___ INPUT RECORDS
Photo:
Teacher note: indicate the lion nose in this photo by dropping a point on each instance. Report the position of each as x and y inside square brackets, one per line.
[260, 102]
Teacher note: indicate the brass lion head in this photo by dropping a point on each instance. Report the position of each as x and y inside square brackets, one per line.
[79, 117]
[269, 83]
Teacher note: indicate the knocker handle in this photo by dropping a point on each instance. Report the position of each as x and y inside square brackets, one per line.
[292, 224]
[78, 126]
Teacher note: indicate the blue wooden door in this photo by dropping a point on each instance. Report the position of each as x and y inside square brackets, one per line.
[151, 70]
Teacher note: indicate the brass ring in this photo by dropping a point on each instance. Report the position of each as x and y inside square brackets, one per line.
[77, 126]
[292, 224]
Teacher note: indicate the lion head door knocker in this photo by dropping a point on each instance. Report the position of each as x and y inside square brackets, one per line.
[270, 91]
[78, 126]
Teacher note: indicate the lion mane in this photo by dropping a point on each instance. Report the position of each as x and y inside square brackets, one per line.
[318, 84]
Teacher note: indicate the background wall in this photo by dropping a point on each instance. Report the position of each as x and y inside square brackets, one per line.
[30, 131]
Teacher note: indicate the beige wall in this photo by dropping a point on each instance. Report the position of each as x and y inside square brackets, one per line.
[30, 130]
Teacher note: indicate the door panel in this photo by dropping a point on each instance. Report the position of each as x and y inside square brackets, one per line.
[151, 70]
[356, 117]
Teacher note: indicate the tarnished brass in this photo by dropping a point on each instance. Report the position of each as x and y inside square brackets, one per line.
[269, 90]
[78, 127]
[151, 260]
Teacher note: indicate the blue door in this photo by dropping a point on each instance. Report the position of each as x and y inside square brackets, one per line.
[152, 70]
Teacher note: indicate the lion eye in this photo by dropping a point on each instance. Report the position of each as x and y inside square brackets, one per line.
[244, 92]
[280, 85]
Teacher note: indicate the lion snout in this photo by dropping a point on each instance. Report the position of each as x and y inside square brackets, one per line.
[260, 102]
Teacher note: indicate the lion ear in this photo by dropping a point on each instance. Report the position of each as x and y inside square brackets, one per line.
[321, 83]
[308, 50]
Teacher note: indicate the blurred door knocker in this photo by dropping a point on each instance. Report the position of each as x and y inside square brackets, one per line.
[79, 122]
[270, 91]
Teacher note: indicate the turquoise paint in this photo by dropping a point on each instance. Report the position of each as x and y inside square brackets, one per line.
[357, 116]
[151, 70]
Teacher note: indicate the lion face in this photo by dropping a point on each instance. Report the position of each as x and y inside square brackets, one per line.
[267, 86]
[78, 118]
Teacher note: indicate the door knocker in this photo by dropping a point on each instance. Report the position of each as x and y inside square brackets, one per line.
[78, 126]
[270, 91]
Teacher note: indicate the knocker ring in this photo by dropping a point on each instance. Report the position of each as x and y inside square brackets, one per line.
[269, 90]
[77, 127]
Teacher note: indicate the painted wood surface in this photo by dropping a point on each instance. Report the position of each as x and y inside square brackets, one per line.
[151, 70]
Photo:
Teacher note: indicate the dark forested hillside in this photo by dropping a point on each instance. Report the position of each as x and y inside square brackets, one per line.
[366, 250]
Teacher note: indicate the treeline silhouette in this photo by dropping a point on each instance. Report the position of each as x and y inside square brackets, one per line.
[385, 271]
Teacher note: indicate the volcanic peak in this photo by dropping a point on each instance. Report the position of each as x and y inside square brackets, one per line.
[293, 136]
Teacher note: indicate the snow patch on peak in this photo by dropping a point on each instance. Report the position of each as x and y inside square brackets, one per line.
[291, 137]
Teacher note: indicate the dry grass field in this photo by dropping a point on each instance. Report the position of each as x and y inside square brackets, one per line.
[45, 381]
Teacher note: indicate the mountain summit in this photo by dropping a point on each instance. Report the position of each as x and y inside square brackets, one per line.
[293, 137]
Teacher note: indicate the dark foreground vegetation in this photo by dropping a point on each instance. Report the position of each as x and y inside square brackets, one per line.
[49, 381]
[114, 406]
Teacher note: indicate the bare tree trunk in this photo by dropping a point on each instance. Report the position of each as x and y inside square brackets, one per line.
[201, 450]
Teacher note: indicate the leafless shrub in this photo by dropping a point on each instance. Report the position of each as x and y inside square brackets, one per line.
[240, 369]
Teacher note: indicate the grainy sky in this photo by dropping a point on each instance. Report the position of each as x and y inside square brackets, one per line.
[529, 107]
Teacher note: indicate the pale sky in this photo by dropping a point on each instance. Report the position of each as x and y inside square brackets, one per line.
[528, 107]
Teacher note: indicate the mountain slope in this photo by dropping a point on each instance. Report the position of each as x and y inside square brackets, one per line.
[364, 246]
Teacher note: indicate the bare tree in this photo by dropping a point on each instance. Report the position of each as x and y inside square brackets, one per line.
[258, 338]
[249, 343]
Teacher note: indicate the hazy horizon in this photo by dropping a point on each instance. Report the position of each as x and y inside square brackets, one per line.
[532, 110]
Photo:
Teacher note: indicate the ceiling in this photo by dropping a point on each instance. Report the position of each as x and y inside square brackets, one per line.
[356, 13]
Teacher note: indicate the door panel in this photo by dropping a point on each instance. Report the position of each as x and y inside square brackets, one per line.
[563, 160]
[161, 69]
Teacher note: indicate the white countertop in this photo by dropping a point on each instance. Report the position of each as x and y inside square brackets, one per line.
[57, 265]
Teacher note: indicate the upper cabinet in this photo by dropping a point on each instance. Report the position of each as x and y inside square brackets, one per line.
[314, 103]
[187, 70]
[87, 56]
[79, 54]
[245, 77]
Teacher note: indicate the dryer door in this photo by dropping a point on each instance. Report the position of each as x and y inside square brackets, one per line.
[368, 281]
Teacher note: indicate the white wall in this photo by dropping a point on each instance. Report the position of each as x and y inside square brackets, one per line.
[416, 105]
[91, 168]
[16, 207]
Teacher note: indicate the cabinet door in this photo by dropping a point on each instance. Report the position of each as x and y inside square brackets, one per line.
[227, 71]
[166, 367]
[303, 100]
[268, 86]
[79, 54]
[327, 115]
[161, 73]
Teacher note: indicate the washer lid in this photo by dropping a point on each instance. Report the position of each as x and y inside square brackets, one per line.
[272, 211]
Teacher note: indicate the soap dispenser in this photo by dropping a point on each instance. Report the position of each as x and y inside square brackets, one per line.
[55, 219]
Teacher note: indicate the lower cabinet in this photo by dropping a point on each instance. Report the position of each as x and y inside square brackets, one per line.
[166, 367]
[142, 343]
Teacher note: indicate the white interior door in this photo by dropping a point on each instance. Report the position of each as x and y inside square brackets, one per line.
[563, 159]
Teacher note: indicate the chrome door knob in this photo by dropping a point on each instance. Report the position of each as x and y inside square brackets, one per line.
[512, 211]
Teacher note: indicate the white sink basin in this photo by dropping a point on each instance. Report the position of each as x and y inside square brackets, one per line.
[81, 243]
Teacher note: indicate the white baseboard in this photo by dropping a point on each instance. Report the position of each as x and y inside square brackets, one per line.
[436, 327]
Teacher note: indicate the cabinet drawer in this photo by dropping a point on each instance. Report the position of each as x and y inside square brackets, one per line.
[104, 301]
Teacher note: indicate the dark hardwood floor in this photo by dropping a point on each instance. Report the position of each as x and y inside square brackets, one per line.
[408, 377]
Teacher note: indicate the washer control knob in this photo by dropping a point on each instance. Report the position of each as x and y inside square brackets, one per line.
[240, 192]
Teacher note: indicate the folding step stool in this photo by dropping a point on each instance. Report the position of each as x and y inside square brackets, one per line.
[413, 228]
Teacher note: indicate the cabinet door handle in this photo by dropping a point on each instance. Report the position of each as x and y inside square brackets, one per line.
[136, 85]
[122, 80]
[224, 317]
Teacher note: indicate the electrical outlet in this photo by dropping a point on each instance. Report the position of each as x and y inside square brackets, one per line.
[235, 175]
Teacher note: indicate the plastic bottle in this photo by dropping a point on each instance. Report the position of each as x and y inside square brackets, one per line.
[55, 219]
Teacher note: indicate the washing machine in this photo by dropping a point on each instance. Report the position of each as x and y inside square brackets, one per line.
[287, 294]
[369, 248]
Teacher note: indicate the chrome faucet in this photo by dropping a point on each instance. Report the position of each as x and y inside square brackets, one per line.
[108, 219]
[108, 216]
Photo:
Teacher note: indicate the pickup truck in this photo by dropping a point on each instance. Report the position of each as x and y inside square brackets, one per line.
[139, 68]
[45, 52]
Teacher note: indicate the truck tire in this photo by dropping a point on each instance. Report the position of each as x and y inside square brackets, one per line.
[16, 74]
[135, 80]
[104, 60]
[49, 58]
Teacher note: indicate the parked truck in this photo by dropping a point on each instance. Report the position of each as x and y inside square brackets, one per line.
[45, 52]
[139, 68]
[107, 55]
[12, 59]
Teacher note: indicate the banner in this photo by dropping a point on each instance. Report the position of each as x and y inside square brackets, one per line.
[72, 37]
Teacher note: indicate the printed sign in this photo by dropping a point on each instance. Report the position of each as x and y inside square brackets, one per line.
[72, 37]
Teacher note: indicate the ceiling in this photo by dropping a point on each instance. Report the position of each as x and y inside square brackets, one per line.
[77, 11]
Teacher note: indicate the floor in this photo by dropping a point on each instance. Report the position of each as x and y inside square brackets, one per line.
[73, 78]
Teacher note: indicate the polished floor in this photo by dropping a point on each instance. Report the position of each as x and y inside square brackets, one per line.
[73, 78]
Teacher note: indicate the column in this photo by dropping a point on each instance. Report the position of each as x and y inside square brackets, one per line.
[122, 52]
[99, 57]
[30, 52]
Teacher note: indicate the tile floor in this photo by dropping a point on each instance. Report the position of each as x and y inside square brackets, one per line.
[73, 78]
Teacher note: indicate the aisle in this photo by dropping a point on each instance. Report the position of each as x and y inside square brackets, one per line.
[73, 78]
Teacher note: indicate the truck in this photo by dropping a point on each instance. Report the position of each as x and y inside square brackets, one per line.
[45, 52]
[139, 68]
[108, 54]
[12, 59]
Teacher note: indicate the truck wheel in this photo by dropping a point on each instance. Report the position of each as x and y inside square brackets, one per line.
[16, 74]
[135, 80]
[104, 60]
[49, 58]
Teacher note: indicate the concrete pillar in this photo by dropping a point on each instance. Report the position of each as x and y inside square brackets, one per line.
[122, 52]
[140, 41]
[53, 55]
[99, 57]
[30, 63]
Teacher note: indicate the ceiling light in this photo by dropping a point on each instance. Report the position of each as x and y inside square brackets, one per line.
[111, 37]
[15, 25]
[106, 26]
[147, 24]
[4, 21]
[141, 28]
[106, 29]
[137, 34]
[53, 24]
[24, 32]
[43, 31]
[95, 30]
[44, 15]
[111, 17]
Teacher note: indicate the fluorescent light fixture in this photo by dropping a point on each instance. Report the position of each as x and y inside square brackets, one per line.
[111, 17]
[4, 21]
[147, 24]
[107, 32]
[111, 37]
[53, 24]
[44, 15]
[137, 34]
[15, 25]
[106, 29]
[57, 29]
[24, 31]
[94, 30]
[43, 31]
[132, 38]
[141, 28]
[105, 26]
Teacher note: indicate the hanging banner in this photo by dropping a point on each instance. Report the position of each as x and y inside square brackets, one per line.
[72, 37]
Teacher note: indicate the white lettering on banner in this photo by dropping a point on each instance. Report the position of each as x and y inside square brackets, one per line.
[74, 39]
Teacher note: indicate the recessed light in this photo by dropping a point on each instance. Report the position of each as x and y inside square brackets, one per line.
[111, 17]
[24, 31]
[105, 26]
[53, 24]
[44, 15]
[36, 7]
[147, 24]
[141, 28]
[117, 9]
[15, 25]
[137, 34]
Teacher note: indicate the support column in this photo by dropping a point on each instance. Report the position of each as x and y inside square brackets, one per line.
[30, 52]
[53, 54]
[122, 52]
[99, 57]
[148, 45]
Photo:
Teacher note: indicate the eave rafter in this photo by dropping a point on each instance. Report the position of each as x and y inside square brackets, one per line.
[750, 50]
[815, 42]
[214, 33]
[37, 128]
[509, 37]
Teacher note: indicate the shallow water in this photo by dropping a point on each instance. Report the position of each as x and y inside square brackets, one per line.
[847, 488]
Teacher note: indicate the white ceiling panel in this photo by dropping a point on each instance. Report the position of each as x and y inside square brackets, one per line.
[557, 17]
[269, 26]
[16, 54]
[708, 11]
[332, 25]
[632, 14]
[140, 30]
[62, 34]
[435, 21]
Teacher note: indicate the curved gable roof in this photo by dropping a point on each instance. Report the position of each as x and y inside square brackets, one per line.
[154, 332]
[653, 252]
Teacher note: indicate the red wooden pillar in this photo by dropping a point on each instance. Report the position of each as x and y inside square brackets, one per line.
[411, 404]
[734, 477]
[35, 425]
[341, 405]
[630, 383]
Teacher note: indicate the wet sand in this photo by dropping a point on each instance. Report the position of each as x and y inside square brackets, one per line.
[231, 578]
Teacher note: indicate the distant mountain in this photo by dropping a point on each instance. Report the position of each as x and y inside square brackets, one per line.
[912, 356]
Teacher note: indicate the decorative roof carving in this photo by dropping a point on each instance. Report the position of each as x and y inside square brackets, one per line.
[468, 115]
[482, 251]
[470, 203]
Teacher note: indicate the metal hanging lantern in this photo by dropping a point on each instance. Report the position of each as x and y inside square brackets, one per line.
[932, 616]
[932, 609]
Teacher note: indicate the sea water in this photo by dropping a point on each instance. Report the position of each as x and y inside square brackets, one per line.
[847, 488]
______
* GIVEN REQUEST: Repeat exactly the lines starting at the line with "Teacher note: indicate the white ceiling" and ending with the final line of the entries. Include nothing else.

* RESULT BELOW:
Teacher note: indicate the white ceiling panel in this photo by dropping a point on each instance. Report the position of each as x and y inside square brackets, one per line.
[557, 17]
[269, 26]
[16, 54]
[708, 11]
[332, 25]
[632, 14]
[140, 30]
[62, 34]
[435, 21]
Teacher note: indicate the curved gable roof in this photo by dropping a point on each instance. Report the position of each as x and y inside square brackets, one per line.
[154, 332]
[653, 252]
Teacher note: indicate the red wooden pillar in this photo by dropping a point on each instance. Report the position of each as x and y inside square brackets, one per line.
[411, 404]
[734, 477]
[35, 425]
[341, 405]
[630, 383]
Teacher note: indicate the wet sand in this photo by dropping a point on each instance. Report the position of each as x and y inside square brackets, one per line.
[231, 578]
Teacher note: indicate the distant mountain in this photo by dropping a point on each instance. Report the position of each as x and y inside square brackets, one per line.
[912, 356]
Teacher note: indicate the decorative roof carving in this photo by dropping a point on each instance. Report the position of each as x and y inside square brackets, one per line.
[468, 115]
[482, 251]
[470, 203]
Teacher note: indicate the metal hanging lantern in this photo by dropping a point on each instance. Report the position of each as x and y inside square brackets, one per line.
[932, 616]
[932, 609]
Teacher note: indicate the sea water in this photo by dropping a point on each instance. Report the position of each as x and y inside square brackets, one per line.
[847, 488]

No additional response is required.